## INSTRUCTIONS TO FOLLOW
Continue the voice agent tutorial from the point where it ends.

## SELECTED EXTRACT
____

Building Real-Time Voice Agents with OpenAI Realtime API and WebRTC in 2026
Step-by-step tutorial on building production voice agents using OpenAI's Realtime API with WebRTC, server VAD, PCM16 audio streaming, and Twilio telephony integration.
Why the OpenAI Realtime API Changes Voice Agent Development
Before the Realtime API, building a voice agent required stitching together three separate services: a speech-to-text provider, an LLM for reasoning, and a text-to-speech provider. Each hop added 200-400ms of latency. A typical pipeline hit 1.2-2 seconds of total response time — noticeable enough to break conversational flow.
The OpenAI Realtime API collapses this into a single WebSocket or WebRTC connection. Raw audio goes in, reasoned audio comes out. The model handles speech recognition, reasoning, and speech synthesis internally using GPT-4o's multimodal capabilities. Total response latency drops to 300-500ms, which falls within the range of natural human conversation pauses.
This tutorial walks through building a production voice agent from scratch using the Realtime API with WebRTC for browser-based interactions and Twilio for telephone integration.
Architecture Overview
The system has three components: a browser client using WebRTC, a backend server that manages sessions and ephemeral tokens, and the OpenAI Realtime API endpoint.
// Architecture flow:
// Browser (WebRTC) <-> OpenAI Realtime API (gpt-4o-realtime)
// |
// Function calls
// |
// Your Backend Server
// (tool execution, DB, etc.)
WebRTC provides the transport layer. The browser captures microphone audio, sends it to OpenAI's servers via a peer connection, and receives synthesized audio back. Your backend server handles ephemeral token generation and tool execution when the model calls functions.
Step 1: Generate an Ephemeral Token
Never expose your OpenAI API key to the browser. Instead, create a short-lived ephemeral token on your backend.
// server/routes/session.ts
import express from "express";
const router = express.Router();
router.post("/api/session", async (req, res) => {
const { voice = "alloy", instructions } = req.body;
try {
const response = await fetch(
"https://api.openai.com/v1/realtime/sessions",
{
method: "POST",
headers: {
Authorization: `Bearer ${process.env.OPENAI_API_KEY}`,
"Content-Type": "application/json",
},
body: JSON.stringify({
model: "gpt-4o-realtime-preview-2026-01-21",
voice,
modalities: ["text", "audio"],
instructions:
instructions ||
"You are a helpful customer service agent for CallSphere. " +
"Be concise and professional. Ask clarifying questions when needed.",
turn_detection: {
type: "server_vad",
threshold: 0.5,
prefix_padding_ms: 300,
silence_duration_ms: 600,
},
tools: [
{
type: "function",
name: "lookup_customer",
description: "Look up a customer by phone number or account ID",
parameters: {
type: "object",
properties: {
phone: { type: "string", description: "Customer phone number" },
account_id: { type: "string", description: "Account ID" },
},
},
},
{
type: "function",
name: "schedule_appointment",
description: "Schedule an appointment for the customer",
parameters: {
type: "object",
properties: {
customer_id: { type: "string" },
date: { type: "string", description: "ISO 8601 date" },
time: { type: "string", description: "HH:MM format" },
service_type: { type: "string" },
},
required: ["customer_id", "date", "time", "service_type"],
},
},
],
}),
}
);
const data = await response.json();
// data.client_secret.value contains the ephemeral token
res.json({
token: data.client_secret.value,
expires_at: data.client_secret.expires_at,
});
} catch (error) {
console.error("Session creation failed:", error);
res.status(500).json({ error: "Failed to create session" });
}
});
export default router;
The ephemeral token expires after 60 seconds — enough time for the browser to establish the WebRTC connection, after which the token is no longer needed.

____

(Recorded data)

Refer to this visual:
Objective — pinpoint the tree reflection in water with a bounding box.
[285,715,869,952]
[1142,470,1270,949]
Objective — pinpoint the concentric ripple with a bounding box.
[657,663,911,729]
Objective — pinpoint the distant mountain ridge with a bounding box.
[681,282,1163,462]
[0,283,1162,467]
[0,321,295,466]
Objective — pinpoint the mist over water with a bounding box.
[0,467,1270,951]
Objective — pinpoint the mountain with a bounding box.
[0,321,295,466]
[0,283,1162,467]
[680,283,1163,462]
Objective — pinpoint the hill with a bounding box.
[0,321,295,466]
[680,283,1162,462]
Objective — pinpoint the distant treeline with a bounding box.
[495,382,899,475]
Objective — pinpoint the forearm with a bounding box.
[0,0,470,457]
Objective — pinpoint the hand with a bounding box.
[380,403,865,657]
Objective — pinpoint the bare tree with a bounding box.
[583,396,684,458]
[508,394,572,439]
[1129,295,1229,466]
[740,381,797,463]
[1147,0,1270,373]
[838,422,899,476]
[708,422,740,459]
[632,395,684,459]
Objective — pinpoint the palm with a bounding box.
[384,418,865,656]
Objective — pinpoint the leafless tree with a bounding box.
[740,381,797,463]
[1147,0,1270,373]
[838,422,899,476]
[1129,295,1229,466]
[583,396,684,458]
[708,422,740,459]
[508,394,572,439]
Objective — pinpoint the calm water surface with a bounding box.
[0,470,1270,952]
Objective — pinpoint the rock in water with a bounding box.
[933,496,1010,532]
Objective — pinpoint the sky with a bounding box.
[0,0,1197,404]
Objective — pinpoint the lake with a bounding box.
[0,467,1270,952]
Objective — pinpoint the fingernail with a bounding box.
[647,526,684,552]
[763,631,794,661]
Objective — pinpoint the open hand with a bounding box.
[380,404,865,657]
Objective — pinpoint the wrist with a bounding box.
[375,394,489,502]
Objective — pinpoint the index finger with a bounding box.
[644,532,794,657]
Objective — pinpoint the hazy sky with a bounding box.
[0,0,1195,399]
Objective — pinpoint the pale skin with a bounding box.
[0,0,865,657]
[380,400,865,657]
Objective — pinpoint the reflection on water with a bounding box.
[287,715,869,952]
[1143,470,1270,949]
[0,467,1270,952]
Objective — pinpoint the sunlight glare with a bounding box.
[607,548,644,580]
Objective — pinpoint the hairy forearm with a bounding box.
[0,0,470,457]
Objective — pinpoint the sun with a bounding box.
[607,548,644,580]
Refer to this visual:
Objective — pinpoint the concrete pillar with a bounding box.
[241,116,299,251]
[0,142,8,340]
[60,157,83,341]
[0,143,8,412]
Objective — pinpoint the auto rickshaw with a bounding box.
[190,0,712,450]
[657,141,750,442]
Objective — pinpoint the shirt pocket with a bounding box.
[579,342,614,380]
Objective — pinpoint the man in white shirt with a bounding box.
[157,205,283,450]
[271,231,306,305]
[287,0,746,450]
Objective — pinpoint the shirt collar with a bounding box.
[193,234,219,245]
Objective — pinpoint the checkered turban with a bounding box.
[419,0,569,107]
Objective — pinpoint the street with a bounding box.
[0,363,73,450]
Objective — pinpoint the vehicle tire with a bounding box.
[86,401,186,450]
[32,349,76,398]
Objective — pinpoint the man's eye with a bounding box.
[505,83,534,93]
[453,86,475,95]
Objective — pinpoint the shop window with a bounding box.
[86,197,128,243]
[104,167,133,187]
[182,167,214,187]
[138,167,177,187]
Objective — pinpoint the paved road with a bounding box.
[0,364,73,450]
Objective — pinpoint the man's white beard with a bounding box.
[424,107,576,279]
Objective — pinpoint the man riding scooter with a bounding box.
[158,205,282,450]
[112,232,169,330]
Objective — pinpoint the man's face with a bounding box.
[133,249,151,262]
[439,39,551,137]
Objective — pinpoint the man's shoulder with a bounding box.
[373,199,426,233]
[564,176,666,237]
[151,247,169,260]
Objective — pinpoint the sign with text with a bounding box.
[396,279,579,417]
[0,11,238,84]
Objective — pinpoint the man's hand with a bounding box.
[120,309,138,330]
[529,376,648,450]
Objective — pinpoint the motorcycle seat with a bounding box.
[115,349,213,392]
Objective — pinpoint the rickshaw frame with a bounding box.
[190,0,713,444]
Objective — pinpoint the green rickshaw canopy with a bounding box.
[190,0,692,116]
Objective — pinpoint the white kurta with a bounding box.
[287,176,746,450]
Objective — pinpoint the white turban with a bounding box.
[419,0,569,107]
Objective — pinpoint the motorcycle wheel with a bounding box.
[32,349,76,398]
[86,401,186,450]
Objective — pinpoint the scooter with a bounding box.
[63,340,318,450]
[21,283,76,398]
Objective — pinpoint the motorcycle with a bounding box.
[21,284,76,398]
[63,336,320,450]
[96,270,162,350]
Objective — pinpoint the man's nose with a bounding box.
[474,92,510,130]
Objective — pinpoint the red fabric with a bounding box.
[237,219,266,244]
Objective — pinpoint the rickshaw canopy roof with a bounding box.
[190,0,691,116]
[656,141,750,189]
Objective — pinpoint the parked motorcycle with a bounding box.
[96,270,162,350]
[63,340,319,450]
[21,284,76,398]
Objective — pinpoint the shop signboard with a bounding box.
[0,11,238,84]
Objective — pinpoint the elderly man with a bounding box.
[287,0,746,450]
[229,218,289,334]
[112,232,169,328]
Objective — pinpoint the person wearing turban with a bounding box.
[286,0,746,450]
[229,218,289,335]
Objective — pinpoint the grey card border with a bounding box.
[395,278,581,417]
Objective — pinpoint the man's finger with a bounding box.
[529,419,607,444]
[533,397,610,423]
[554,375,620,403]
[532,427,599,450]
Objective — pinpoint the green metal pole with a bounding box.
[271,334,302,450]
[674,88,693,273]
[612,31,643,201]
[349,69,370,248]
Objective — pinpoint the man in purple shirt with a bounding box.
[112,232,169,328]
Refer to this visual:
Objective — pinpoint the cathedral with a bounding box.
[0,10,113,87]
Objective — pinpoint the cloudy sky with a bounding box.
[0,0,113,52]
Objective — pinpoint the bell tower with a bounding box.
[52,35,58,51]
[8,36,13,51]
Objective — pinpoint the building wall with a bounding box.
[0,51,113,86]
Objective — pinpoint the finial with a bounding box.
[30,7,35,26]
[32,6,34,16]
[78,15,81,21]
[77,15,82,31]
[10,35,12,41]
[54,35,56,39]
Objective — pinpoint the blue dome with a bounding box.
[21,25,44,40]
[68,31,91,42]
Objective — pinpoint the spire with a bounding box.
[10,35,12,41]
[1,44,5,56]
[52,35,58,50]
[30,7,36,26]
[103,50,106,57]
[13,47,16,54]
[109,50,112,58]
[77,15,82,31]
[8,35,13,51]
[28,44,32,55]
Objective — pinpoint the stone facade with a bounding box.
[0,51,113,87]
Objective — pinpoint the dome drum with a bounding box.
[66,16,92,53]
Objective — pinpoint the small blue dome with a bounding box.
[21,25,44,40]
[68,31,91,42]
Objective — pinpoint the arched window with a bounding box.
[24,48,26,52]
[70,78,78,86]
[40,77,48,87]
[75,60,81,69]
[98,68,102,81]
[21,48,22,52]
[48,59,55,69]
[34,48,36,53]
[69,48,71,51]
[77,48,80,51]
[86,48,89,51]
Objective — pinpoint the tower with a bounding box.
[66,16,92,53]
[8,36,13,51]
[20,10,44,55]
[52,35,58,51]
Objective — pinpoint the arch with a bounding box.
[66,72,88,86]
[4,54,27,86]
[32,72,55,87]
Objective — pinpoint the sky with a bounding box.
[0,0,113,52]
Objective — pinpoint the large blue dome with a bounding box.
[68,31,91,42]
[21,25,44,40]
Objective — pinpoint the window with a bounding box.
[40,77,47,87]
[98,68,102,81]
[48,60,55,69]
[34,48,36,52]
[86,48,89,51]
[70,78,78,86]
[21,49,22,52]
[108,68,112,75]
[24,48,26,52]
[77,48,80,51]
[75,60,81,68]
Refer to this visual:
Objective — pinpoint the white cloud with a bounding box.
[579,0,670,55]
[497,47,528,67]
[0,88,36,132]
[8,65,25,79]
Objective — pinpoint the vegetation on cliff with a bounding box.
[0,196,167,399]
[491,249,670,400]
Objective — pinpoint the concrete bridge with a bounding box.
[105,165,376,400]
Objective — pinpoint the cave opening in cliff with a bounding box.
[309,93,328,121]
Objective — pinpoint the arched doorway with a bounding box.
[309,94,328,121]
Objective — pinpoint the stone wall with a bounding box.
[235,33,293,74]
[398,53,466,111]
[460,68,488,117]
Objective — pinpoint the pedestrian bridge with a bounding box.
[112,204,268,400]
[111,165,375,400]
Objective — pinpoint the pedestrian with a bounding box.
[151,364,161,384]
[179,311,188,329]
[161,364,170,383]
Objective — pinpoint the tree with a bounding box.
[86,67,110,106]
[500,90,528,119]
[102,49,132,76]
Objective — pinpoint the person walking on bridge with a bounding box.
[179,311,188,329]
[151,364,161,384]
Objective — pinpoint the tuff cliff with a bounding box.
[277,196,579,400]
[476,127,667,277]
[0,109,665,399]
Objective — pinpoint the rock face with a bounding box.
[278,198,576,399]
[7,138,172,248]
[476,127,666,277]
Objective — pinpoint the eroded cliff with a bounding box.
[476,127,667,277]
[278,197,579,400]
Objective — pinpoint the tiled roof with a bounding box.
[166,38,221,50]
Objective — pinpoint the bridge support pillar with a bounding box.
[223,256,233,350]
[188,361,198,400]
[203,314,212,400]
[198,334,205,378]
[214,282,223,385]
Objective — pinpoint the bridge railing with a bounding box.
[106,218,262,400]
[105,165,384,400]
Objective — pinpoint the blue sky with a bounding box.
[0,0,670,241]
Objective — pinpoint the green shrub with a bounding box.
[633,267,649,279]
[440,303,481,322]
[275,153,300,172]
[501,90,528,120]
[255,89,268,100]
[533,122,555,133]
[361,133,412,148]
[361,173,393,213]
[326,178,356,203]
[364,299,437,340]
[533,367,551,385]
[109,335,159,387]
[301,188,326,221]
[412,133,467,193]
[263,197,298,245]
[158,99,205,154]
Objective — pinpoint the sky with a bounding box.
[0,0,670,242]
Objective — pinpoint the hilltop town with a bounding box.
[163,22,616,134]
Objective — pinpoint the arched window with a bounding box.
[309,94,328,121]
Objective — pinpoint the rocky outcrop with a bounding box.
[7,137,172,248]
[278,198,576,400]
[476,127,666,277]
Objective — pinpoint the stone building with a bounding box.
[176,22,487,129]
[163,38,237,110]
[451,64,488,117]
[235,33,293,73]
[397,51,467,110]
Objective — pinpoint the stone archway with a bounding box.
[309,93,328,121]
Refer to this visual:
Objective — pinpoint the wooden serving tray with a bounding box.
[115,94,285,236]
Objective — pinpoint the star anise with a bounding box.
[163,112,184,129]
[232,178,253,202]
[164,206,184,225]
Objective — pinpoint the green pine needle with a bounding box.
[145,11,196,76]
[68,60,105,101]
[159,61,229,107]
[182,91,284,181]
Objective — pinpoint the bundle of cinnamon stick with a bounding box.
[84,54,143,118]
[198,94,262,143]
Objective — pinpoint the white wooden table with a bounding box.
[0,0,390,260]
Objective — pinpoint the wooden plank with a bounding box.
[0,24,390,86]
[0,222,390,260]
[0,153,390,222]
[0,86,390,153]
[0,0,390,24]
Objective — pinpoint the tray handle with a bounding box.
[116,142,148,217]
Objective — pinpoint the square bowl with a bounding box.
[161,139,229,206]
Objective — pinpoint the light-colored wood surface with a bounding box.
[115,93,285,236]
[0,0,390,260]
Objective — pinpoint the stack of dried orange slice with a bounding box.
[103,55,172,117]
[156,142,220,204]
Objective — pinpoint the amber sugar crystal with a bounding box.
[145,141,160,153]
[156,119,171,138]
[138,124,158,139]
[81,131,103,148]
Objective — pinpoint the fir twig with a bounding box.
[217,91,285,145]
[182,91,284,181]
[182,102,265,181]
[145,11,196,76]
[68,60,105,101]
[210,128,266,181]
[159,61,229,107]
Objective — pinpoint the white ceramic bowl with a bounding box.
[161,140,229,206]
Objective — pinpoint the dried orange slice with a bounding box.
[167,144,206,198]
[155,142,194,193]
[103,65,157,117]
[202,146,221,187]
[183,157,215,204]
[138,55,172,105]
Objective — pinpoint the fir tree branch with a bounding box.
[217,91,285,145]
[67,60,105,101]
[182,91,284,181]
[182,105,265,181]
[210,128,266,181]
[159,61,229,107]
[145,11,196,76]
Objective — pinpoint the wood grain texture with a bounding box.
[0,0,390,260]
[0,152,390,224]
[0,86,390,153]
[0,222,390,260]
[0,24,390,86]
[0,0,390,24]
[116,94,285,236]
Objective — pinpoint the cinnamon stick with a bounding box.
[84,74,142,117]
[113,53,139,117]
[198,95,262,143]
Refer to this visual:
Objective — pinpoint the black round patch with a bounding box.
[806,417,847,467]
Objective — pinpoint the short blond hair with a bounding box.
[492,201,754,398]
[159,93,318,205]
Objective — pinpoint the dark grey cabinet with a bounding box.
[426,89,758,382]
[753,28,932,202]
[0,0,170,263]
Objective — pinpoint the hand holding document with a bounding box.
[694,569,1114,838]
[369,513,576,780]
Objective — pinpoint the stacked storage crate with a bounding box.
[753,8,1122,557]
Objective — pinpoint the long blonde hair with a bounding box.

____

## RESPONSE TO THIS EXERCISE
Step 2: Establish the WebRTC Connection
On the browser side, use the ephemeral token to create a peer connection directly to OpenAI.
// client/voice-agent.ts
class VoiceAgent {
private pc: RTCPeerConnection | null = null;
private dc: RTCDataChannel | null = null;
private audioElement: HTMLAudioElement;
constructor() {
this.audioElement = document.createElement("audio");
this.audioElement.autoplay = true;
}
async connect(): Promise<void> {
// Step 1: Get ephemeral token from our backend
const sessionRes = await fetch("/api/session", {
method: "POST",
headers: { "Content-Type": "application/json" },
body: JSON.stringify({
voice: "alloy",
instructions: "You are a helpful voice assistant.",
}),
});
const { token } = await sessionRes.json();
// Step 2: Create peer connection
this.pc = new RTCPeerConnection();
// Step 3: Set up audio playback for model responses
this.pc.ontrack = (event) => {
this.audioElement.srcObject = event.streams[0];
};
// Step 4: Capture microphone and add track
const stream = await navigator.mediaDevices.getUserMedia({ audio: true });
stream.getTracks().forEach((track) => {
this.pc!.addTrack(track, stream);
});
// Step 5: Create data channel for events (function calls, transcripts)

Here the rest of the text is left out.